- Opening Delimiter -
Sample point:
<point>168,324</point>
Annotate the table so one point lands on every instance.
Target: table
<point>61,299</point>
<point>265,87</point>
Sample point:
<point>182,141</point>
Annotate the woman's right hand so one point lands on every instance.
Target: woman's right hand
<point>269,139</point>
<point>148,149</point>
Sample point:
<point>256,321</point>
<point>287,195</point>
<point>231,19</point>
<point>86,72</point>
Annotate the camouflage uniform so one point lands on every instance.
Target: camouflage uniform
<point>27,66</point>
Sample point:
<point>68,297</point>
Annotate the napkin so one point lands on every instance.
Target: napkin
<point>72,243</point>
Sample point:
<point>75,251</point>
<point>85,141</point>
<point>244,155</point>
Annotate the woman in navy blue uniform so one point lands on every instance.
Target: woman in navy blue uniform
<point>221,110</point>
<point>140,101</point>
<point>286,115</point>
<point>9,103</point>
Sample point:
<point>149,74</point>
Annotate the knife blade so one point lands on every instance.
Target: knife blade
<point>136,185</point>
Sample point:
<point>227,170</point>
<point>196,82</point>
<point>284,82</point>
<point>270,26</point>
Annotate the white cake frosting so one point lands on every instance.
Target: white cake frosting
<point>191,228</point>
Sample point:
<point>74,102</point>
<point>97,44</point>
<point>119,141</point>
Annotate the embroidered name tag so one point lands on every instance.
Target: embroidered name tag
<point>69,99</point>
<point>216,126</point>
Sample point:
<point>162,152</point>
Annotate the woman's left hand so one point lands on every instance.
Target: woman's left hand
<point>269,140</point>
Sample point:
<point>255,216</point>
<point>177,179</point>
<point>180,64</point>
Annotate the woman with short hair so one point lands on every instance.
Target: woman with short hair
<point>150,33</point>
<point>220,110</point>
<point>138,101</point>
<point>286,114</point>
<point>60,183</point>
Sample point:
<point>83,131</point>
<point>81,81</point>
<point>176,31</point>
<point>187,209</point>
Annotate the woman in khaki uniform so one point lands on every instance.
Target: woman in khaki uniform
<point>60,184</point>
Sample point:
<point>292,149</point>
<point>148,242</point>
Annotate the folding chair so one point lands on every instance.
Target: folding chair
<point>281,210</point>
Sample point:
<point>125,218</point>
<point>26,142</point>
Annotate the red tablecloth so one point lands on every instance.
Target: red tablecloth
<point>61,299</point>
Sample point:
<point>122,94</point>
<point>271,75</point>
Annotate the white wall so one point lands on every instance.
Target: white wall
- Closing Delimiter -
Task goal: For each line in the records that contains the word "wall", make a copy.

Result for this exercise:
Annotate the white wall so one point lands on every instance.
Target: white wall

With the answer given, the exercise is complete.